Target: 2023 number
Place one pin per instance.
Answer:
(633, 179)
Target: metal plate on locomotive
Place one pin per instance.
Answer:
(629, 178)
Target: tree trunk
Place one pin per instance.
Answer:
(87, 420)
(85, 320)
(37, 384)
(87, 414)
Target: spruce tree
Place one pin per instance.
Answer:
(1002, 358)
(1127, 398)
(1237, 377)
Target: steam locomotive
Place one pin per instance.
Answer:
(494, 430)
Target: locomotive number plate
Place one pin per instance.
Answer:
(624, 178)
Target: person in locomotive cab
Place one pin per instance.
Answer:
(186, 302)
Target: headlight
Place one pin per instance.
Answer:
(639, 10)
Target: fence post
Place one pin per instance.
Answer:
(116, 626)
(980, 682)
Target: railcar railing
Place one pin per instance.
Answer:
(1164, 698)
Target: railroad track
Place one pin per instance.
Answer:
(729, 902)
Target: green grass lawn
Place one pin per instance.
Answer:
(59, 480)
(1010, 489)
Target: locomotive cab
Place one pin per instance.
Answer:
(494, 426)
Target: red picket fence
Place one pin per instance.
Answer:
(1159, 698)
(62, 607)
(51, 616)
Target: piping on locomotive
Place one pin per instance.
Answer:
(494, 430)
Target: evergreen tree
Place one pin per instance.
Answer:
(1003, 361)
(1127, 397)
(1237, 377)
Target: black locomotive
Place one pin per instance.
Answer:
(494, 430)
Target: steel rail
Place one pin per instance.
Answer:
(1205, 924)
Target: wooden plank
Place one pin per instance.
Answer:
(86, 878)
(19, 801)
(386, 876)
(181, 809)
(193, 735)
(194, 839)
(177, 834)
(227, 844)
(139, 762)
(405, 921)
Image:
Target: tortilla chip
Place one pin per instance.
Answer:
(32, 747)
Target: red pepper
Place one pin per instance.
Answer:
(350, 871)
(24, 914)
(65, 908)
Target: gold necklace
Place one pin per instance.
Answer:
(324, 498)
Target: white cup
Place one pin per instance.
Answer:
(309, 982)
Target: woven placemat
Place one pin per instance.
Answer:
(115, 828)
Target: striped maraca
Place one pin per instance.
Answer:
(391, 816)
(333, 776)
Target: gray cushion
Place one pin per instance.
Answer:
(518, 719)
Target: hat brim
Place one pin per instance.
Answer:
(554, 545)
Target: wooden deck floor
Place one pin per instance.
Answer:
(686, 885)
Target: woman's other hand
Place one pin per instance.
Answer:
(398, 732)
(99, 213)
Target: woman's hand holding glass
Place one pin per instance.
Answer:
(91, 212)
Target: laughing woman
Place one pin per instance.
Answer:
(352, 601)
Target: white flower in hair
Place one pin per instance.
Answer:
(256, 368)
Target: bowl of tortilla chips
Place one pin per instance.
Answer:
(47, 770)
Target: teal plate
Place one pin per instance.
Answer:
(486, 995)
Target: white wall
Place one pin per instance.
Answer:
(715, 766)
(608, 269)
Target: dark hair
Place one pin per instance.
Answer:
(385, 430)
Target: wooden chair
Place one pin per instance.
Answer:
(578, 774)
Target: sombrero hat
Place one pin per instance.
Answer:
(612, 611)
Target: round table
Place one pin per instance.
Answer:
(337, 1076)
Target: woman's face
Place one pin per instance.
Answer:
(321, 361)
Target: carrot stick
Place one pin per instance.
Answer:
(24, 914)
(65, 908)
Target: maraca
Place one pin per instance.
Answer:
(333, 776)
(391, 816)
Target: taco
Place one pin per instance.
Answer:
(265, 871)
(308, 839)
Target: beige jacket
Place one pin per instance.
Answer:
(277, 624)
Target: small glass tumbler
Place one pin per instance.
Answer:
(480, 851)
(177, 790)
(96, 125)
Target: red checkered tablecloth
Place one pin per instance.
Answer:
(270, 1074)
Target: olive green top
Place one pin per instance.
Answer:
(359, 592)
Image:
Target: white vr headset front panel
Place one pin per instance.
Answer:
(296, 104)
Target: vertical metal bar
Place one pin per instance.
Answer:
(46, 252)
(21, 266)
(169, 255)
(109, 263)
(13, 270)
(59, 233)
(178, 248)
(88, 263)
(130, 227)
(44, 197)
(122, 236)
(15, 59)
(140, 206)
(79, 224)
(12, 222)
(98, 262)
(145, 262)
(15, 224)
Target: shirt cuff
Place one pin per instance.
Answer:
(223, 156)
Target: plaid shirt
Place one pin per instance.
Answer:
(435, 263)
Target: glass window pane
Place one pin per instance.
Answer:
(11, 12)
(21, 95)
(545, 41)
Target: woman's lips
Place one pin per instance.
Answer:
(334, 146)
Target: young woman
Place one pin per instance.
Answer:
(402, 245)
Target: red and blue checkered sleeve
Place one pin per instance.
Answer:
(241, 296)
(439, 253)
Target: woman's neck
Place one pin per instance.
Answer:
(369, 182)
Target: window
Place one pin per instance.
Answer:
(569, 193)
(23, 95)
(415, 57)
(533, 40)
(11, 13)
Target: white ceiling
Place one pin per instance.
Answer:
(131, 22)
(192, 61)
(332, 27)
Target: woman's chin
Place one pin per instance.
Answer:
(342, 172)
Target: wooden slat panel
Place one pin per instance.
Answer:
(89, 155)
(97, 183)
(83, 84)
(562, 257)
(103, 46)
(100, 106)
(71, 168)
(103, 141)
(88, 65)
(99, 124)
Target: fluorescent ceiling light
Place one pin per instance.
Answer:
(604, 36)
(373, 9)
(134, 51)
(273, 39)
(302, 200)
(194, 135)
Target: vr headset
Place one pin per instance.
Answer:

● Exercise details: Nothing in the data above should change. Please copy it all.

● Worked solution:
Target: 2023 number
Place one pin per instance.
Answer:
(633, 179)
Target: metal plate on locomotive
Place one pin per instance.
Answer:
(629, 178)
Target: tree trunk
Place one pin per instance.
Answer:
(87, 420)
(85, 320)
(37, 384)
(87, 414)
Target: spruce tree
Place one pin per instance.
Answer:
(1002, 358)
(1127, 398)
(1237, 377)
Target: steam locomotive
Place one pin per instance.
Answer:
(494, 430)
Target: locomotive number plate
Place one pin per instance.
Answer:
(624, 178)
Target: person in locomotive cab
Place one pin per instance.
Answer:
(186, 302)
Target: headlight
Place one pin per instance.
Answer:
(639, 10)
Target: fence post
Place one pin per instance.
Answer:
(116, 626)
(980, 682)
Target: railcar railing
Place one pin per instance.
Answer:
(1164, 698)
Target: railroad track
Place one pin per instance.
Answer:
(729, 902)
Target: green grass lawn
Place one pin per instance.
Answer:
(59, 480)
(1010, 489)
Target: locomotive cab
Place one pin per instance.
Answer:
(494, 426)
Target: red picket fence
Place one pin per instance.
Answer:
(1159, 698)
(62, 607)
(51, 616)
Target: piping on locomotive
Place one pin per instance.
Answer:
(494, 430)
Target: evergreen tree
Place one pin per instance.
Answer:
(1003, 361)
(1127, 397)
(1237, 377)
Target: black locomotive
Place one pin per instance.
Answer:
(494, 430)
Target: steel rail
Place one pin per instance.
Answer:
(1205, 924)
Target: wooden plank
Place one pin per instance.
Answer:
(86, 878)
(19, 801)
(386, 876)
(181, 809)
(193, 735)
(194, 839)
(177, 834)
(227, 844)
(139, 762)
(405, 921)
Image:
Target: tortilla chip
Place one pin per instance.
Answer:
(32, 747)
Target: red pepper
Place one pin per instance.
Answer:
(350, 871)
(24, 914)
(65, 908)
Target: gold necklace
Place one pin per instance.
Answer:
(324, 498)
Target: white cup
Place one pin per instance.
Answer:
(309, 982)
Target: woven placemat
Place one pin per instance.
Answer:
(115, 828)
Target: striped maraca
Place one pin per instance.
Answer:
(391, 816)
(333, 776)
Target: gray cushion
Place one pin per instance.
Answer:
(518, 719)
Target: hat brim
Place one pin per instance.
Answer:
(554, 545)
Target: wooden deck floor
Place one pin per instance.
Answer:
(686, 885)
Target: woman's other hand
Place one pin per instance.
Answer:
(398, 732)
(99, 213)
Target: woman's hand holding glass
Place one pin per instance.
Answer:
(91, 212)
Target: laughing woman
Place one pin per instance.
Answer:
(352, 601)
Target: white flower in hair
Place one pin per instance.
Answer:
(256, 368)
Target: bowl of tortilla chips
Place one pin per instance.
Answer:
(47, 770)
Target: teal plate
Place one pin per instance.
Answer:
(486, 995)
Target: white wall
Place one pin per instance.
Answer:
(715, 766)
(608, 269)
Target: dark hair
Place one pin per instance.
Answer:
(385, 430)
Target: wooden chair
Place one pin per instance.
Answer:
(578, 774)
Target: sombrero hat
Place one pin per instance.
Answer:
(612, 611)
Target: round table
Place one pin per instance.
Answer:
(337, 1076)
Target: woman's face
Place one pin per instance.
Answer:
(321, 361)
Target: carrot stick
Place one pin per instance.
Answer:
(24, 914)
(65, 908)
Target: maraca
Place one pin per instance.
Answer:
(333, 776)
(391, 816)
Target: taco
Place one pin per instance.
Answer:
(265, 871)
(308, 839)
Target: beige jacket
Place one pin per instance.
Answer:
(277, 624)
Target: small glass tumbler
Place one pin per instance.
Answer:
(480, 851)
(177, 790)
(96, 125)
Target: red checkered tablecloth
Place one pin per instance.
Answer:
(270, 1074)
Target: olive green top
Place one pin per instance.
Answer:
(359, 592)
Image:
Target: white vr headset front panel
Place one pin per instance.
Answer:
(296, 104)
Target: vertical metal bar
Place one pin per instance.
Answer:
(46, 252)
(21, 266)
(169, 255)
(109, 263)
(13, 270)
(59, 233)
(178, 248)
(88, 263)
(130, 227)
(44, 197)
(122, 236)
(15, 59)
(140, 206)
(79, 224)
(12, 222)
(98, 262)
(145, 262)
(15, 224)
Target: shirt cuff
Place one pin per instance.
Answer:
(223, 156)
Target: plaid shirt
Place one pin per instance.
Answer:
(435, 263)
Target: glass window pane
Place one pin per instance.
Answer:
(11, 12)
(21, 95)
(545, 41)
Target: woman's lips
Place one pin per instance.
Answer:
(334, 146)
Target: young woman
Place one pin per instance.
Answer:
(402, 245)
Target: red and blue checkered sleeve
Place one pin per instance.
Answer:
(241, 296)
(439, 253)
Target: woman's neck
Place one pin per instance.
Answer:
(369, 182)
Target: window
Place one pin per instance.
Answer:
(569, 193)
(23, 95)
(415, 57)
(533, 40)
(11, 13)
Target: white ceiling
Place one pin per instance.
Answer:
(131, 22)
(192, 61)
(332, 27)
Target: woman's chin
Place one pin per instance.
Answer:
(342, 172)
Target: wooden slat panel
Place one pin per instance.
Answer:
(89, 155)
(97, 183)
(83, 84)
(562, 257)
(103, 46)
(100, 106)
(71, 168)
(103, 141)
(88, 65)
(99, 124)
Target: fluorescent ceiling light
Place one pin per instance.
Answer:
(604, 36)
(373, 9)
(134, 51)
(273, 39)
(302, 200)
(194, 135)
Target: vr headset
Place one pin per instance.
Answer:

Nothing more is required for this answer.